> **Location annotation dataset excerpts**:
....
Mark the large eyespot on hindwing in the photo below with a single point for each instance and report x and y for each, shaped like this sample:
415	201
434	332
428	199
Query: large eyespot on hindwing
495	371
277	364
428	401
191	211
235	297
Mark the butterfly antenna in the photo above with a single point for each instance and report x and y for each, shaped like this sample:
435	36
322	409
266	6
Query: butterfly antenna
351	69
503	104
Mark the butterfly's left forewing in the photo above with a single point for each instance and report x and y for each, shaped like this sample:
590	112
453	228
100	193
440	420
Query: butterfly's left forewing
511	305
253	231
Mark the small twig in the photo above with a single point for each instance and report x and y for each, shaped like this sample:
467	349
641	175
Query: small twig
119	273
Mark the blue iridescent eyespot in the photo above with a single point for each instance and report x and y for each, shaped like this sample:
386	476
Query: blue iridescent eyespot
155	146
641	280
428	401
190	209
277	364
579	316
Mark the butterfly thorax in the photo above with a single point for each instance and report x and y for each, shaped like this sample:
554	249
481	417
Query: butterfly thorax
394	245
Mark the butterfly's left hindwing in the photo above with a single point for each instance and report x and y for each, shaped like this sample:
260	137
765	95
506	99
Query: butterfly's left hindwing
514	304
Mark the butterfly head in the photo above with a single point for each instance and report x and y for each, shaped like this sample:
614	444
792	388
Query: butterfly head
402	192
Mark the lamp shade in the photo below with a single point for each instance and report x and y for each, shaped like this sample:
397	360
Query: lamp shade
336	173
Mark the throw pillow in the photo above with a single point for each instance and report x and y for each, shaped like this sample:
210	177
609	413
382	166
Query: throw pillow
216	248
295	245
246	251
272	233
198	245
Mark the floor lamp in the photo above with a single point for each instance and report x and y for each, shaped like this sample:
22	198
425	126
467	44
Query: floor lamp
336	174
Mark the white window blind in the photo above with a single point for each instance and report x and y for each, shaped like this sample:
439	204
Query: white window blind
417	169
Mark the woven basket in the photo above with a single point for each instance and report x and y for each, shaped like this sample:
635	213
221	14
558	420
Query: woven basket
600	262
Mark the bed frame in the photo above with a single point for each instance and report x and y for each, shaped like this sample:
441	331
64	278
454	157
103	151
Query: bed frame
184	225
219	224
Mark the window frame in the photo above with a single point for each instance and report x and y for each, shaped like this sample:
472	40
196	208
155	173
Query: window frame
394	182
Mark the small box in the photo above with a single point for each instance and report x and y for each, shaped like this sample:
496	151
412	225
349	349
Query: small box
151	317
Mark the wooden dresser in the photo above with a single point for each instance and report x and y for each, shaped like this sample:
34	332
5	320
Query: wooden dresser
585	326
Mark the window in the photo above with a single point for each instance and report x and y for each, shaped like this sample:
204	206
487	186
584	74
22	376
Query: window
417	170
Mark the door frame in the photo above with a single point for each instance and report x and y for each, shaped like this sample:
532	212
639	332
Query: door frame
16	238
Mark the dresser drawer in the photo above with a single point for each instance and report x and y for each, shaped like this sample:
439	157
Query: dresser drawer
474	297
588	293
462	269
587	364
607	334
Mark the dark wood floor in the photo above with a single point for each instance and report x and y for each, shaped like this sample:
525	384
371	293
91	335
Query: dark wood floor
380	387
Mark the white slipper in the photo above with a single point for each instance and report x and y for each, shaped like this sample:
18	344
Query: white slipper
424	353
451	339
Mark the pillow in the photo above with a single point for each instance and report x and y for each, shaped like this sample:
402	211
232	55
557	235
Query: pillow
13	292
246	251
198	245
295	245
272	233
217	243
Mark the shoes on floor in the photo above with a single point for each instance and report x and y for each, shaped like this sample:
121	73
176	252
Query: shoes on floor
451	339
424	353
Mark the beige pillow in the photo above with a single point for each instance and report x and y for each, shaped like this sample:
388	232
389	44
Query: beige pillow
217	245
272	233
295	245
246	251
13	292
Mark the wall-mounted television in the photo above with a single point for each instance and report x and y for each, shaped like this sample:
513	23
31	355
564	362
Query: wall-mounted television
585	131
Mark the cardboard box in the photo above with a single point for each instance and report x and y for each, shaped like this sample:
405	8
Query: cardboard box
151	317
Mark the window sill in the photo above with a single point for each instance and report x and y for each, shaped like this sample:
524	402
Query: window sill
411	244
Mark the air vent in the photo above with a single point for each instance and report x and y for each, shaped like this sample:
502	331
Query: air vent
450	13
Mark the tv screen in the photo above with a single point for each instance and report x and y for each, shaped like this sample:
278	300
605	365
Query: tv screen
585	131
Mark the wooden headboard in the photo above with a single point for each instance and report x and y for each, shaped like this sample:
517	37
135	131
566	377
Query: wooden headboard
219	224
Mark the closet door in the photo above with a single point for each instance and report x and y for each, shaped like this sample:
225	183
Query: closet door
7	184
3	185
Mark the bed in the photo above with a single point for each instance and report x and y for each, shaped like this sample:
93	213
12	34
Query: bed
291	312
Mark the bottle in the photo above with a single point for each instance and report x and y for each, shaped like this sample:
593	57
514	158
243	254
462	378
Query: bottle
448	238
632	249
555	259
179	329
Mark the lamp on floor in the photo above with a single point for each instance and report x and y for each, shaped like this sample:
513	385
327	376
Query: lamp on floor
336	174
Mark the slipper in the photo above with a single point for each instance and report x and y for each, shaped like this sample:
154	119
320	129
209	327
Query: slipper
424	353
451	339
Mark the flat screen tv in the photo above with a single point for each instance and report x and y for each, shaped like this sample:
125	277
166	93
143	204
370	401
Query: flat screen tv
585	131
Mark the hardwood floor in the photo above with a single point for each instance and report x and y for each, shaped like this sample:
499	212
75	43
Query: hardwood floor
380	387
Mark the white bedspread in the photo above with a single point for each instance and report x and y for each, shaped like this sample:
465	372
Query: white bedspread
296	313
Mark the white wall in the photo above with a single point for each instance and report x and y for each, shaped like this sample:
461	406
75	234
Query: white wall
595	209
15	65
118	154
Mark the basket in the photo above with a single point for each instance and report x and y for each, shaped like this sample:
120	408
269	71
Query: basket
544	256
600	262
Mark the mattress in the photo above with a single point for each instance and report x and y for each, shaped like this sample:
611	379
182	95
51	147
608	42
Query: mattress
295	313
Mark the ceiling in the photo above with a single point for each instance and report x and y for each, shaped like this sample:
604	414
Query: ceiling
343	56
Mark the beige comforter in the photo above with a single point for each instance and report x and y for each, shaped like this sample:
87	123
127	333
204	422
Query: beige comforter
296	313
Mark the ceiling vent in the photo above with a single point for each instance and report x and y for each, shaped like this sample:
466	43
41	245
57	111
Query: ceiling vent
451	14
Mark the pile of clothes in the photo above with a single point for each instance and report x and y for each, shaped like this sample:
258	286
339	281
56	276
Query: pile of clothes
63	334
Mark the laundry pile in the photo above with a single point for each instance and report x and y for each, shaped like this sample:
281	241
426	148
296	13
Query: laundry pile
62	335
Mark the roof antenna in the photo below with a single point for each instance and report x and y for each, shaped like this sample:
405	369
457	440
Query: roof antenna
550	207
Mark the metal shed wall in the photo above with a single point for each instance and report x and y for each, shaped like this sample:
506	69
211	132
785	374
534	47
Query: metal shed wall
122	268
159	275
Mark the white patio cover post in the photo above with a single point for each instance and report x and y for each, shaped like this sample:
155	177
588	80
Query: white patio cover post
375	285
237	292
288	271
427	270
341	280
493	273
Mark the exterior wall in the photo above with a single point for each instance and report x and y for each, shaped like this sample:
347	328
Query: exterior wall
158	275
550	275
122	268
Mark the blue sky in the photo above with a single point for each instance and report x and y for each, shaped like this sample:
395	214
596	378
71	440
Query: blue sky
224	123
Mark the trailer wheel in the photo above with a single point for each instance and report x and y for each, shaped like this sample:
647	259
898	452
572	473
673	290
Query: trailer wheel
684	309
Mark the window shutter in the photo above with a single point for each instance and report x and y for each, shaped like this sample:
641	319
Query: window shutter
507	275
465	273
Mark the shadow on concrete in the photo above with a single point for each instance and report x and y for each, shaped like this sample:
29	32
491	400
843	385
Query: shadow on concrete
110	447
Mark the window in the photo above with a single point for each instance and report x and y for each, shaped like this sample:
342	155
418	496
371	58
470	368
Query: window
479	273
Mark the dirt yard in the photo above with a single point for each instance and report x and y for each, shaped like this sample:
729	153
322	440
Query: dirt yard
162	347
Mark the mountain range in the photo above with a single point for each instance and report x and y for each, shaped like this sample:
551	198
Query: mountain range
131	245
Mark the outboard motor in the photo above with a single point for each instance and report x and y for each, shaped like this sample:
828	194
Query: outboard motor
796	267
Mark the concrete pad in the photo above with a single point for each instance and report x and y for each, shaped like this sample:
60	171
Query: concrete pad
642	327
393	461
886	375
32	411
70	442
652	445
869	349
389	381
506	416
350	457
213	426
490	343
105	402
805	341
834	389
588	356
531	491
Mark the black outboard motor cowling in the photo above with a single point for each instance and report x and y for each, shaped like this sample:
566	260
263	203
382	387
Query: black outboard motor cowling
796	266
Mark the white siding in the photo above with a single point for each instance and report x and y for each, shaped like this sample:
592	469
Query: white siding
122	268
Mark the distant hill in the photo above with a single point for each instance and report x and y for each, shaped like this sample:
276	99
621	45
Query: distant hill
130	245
....
Can you rename "concrete pad" to "concrete slab" in the stretch from the line containing "Mark the mountain" through the end of the entries, and return only those lines with everything else left as is?

Mark the mountain range in the photo above with a single point for each instance and report x and y for each, shaped like this sample:
551	198
Query: mountain range
131	245
Mark the outboard motor in the photo above with a single point for each instance and report x and y for each, shaped like this sample:
828	194
Query: outboard motor
796	267
Mark the concrete slab in the photo above with a single point for each instance and report x and y for each, shaped like this sample:
60	171
Query: concrete slab
642	327
393	461
886	375
32	411
70	442
652	445
869	349
389	381
506	416
350	457
213	426
490	343
105	402
805	341
834	389
588	356
531	491
Mark the black outboard motor cowling in the photo above with a single point for each instance and report x and y for each, shaped like this sample:
566	260
263	203
382	387
Query: black outboard motor cowling
796	266
Mark the white siding in the photo above with a single point for each instance and report x and y for each, shaped like this sample:
592	469
Query: white siding
122	268
Mark the distant hill in the photo above with a single point for each instance and report x and y for each, shaped like this sample:
276	99
621	45
Query: distant hill
130	245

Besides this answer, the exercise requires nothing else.